### TO DO:
Reproduce each of these rows word for word, omitting the pictures from your answer.

(Point placement records)

────────────────────

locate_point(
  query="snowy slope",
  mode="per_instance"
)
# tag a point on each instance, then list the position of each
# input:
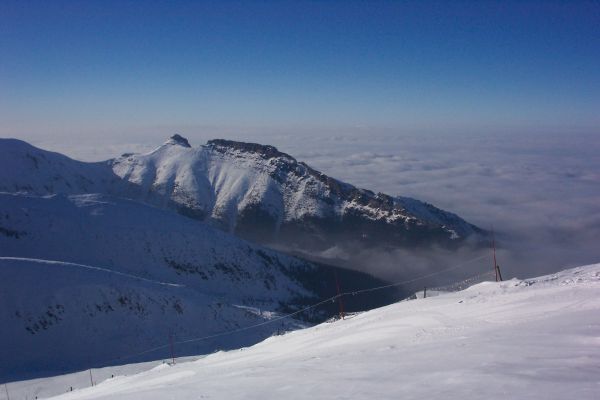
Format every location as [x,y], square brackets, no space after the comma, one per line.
[248,189]
[259,192]
[532,339]
[122,275]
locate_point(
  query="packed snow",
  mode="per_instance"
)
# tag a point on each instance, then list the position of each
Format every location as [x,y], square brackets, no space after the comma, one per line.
[527,339]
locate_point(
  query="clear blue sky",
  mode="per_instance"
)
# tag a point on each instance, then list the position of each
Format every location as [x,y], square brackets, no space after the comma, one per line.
[112,66]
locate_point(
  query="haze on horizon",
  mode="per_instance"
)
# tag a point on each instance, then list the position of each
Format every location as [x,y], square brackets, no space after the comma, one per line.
[487,109]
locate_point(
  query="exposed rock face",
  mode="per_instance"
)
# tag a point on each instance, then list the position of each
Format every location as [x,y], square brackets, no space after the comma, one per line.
[254,191]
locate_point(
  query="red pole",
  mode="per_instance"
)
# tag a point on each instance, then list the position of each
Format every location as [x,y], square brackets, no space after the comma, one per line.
[172,352]
[496,267]
[90,370]
[340,301]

────────────────────

### RESPONSE TO THIS EXERCISE:
locate_point(
  query="snowy slope",
  mode="per_instance"
)
# tag a point on each instance, then list the position of each
# input:
Format every location as [x,y], square brackets, no space after the comma, one per line.
[248,189]
[259,192]
[532,339]
[122,275]
locate_point(
  query="packed snow",
  mode="per_instance"
)
# tag a point on each instance, then list the position of each
Format every location as [x,y], square brackets, no space after the comma, one per line.
[527,339]
locate_point(
  query="clear blue sky",
  mode="per_instance"
)
# tag a point on each instance, then list the position of each
Format every location as [x,y], square brackets, no space after the comma, one per line.
[112,66]
locate_point(
  query="haze on horizon",
  mode="per_instance"
)
# tag a point on each instance, then list the position of each
Format every location as [x,y], square brackets, no space after the comma, one per line.
[487,109]
locate_point(
  query="exposed rock face",
  mode="per_instance"
)
# tag a point on each instance, then list the position of each
Format every location as [x,y], square brackets, no space after the comma, one per line.
[254,191]
locate_point(
  query="red pole",
  mode="per_instance"
)
# tag a point on each instance, then list the position of each
Format every location as [x,y], square brackets, no space after the comma, one per line.
[172,352]
[496,267]
[90,370]
[340,301]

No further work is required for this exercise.